═══ Records shown

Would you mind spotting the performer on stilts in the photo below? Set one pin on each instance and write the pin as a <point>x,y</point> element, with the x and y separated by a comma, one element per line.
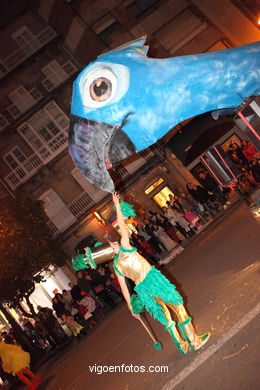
<point>153,291</point>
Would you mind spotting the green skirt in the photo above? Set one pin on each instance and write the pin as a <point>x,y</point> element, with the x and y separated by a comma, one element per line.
<point>154,285</point>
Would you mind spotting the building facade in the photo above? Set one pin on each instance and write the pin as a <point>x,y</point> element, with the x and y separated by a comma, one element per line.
<point>44,44</point>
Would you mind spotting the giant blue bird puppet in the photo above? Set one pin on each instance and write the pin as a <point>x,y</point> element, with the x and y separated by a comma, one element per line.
<point>124,101</point>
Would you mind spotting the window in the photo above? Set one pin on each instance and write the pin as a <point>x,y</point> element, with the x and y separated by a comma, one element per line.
<point>57,210</point>
<point>22,99</point>
<point>26,40</point>
<point>14,158</point>
<point>88,241</point>
<point>141,9</point>
<point>3,122</point>
<point>162,196</point>
<point>180,30</point>
<point>220,45</point>
<point>46,131</point>
<point>154,185</point>
<point>95,193</point>
<point>36,94</point>
<point>103,23</point>
<point>14,111</point>
<point>69,68</point>
<point>3,69</point>
<point>55,75</point>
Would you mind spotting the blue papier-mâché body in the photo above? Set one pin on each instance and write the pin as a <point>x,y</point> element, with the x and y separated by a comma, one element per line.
<point>124,101</point>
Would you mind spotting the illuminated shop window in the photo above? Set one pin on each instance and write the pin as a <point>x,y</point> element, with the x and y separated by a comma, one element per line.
<point>154,185</point>
<point>162,197</point>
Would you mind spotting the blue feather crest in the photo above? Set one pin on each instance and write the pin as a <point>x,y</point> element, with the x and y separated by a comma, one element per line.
<point>135,48</point>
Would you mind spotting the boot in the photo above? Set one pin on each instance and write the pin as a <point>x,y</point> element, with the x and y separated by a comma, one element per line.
<point>195,341</point>
<point>182,345</point>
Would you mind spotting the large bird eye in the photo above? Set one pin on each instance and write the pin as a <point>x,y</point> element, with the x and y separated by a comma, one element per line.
<point>99,88</point>
<point>103,83</point>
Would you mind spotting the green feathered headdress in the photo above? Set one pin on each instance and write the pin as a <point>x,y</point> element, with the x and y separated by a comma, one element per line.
<point>78,262</point>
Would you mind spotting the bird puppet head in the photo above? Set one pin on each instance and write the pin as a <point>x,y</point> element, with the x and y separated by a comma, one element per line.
<point>123,102</point>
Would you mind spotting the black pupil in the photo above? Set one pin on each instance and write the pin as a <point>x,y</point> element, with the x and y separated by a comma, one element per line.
<point>100,88</point>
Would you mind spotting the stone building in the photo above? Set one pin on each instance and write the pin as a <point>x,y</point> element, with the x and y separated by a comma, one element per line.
<point>44,44</point>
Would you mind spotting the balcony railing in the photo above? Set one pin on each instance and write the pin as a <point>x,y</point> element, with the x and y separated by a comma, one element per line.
<point>81,204</point>
<point>53,229</point>
<point>19,56</point>
<point>118,173</point>
<point>23,172</point>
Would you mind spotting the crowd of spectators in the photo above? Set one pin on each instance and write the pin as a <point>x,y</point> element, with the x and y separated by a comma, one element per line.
<point>247,160</point>
<point>156,233</point>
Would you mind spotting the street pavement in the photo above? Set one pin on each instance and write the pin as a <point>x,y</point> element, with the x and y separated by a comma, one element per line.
<point>217,274</point>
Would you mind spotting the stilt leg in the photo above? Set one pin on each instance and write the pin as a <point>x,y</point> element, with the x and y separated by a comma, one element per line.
<point>181,344</point>
<point>185,323</point>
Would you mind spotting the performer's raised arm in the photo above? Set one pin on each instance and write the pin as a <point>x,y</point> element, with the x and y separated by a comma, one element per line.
<point>121,222</point>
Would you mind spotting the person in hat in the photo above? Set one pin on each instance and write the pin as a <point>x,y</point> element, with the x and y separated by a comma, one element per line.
<point>153,292</point>
<point>16,361</point>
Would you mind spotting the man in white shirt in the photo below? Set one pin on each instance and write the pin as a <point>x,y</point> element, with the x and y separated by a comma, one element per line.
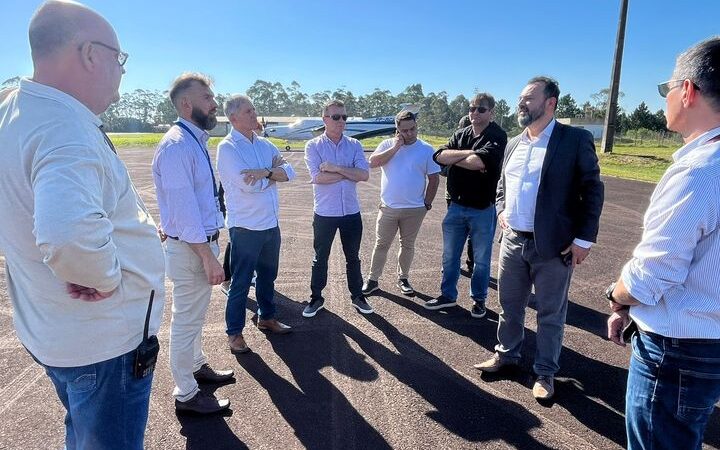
<point>250,167</point>
<point>670,288</point>
<point>406,162</point>
<point>549,200</point>
<point>190,217</point>
<point>81,250</point>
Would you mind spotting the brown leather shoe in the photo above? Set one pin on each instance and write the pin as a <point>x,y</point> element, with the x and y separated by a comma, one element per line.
<point>203,403</point>
<point>206,374</point>
<point>544,388</point>
<point>273,326</point>
<point>237,344</point>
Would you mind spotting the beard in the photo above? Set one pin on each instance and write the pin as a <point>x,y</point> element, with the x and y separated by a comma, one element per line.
<point>204,121</point>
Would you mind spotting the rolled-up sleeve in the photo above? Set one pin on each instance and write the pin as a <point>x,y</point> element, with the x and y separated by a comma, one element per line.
<point>71,226</point>
<point>677,219</point>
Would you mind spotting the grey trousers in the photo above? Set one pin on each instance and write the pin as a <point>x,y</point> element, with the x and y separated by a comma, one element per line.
<point>520,269</point>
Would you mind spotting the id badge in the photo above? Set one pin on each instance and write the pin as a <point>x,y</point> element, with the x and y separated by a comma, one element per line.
<point>219,218</point>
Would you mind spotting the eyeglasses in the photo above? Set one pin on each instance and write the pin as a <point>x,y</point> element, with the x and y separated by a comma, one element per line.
<point>665,88</point>
<point>480,109</point>
<point>122,56</point>
<point>337,117</point>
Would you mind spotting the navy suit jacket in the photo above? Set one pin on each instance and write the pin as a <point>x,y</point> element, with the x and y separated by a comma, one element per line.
<point>570,195</point>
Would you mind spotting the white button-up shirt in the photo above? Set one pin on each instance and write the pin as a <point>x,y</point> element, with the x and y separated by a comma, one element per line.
<point>340,198</point>
<point>673,272</point>
<point>183,177</point>
<point>69,213</point>
<point>254,207</point>
<point>522,180</point>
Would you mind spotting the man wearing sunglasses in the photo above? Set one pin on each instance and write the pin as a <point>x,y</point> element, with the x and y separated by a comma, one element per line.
<point>549,200</point>
<point>669,288</point>
<point>406,164</point>
<point>336,164</point>
<point>472,156</point>
<point>81,249</point>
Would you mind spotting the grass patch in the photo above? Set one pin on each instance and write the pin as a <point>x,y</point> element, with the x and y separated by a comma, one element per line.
<point>636,163</point>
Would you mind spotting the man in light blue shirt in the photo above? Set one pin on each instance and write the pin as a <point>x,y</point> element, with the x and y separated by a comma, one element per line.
<point>336,164</point>
<point>190,217</point>
<point>670,288</point>
<point>250,168</point>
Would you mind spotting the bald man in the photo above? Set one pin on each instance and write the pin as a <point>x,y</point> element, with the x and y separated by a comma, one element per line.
<point>81,249</point>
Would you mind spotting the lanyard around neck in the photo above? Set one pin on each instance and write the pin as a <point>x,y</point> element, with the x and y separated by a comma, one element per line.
<point>204,152</point>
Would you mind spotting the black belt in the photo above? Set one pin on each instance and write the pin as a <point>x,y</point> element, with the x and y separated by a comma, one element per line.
<point>679,340</point>
<point>525,234</point>
<point>212,238</point>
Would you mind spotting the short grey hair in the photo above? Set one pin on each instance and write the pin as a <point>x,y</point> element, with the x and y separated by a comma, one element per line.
<point>54,25</point>
<point>334,102</point>
<point>701,65</point>
<point>234,102</point>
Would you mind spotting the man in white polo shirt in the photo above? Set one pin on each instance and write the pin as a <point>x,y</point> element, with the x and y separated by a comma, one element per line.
<point>81,249</point>
<point>406,163</point>
<point>250,167</point>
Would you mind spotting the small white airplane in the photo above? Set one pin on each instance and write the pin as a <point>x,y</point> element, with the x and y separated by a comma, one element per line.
<point>308,127</point>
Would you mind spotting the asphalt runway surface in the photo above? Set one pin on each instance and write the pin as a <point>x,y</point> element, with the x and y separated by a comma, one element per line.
<point>401,378</point>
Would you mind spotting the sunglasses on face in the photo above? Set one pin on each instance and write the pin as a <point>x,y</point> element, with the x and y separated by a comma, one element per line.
<point>665,88</point>
<point>480,109</point>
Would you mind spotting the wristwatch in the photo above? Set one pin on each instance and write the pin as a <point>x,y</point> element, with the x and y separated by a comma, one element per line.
<point>608,295</point>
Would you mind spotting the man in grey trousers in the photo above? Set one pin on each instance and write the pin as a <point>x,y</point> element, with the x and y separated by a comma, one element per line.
<point>549,201</point>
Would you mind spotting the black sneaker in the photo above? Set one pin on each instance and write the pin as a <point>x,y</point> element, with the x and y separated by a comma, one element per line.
<point>370,286</point>
<point>405,287</point>
<point>478,310</point>
<point>362,305</point>
<point>439,303</point>
<point>313,307</point>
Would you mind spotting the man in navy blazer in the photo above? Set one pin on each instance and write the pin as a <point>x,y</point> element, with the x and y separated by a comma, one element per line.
<point>549,201</point>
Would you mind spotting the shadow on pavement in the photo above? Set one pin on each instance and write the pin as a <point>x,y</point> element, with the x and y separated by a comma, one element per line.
<point>211,431</point>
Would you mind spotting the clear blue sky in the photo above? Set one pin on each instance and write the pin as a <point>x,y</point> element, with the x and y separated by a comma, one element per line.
<point>453,46</point>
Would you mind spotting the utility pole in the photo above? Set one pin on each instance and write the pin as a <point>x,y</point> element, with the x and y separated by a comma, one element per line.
<point>611,114</point>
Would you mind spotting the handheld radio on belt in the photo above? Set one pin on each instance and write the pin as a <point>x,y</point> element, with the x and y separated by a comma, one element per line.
<point>146,353</point>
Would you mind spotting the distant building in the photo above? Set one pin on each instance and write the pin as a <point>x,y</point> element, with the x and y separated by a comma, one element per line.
<point>595,126</point>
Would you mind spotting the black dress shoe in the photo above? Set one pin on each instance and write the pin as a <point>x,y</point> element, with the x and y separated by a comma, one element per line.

══════

The response must contain exactly the lines from the one with "Would you mind spotting the utility" through the last line of the material above, both ends included, and no others.

Would you mind spotting the utility pole in the photo above? Set one pin on each instance and write the pin as a <point>x,y</point> element, with the x and y separated by a comma, one element per line.
<point>611,114</point>
Would you mind spotting the handheld radio on belt in the photo above? Set one pin on each instance and write the pin as a <point>x,y</point> element, with the x and y separated by a comma, one element per line.
<point>146,353</point>
Would you mind spotting the distant building in the photo above? Set one pin on each instance and write the pin as a <point>x,y</point> element, with the x and y separated by a comma, one element per line.
<point>595,126</point>
Would you mind spotting the black dress shoe in the photo above? Set one pin on each instance and write the pin as a <point>x,y</point> element, with the x and y separated by a comma, one element per line.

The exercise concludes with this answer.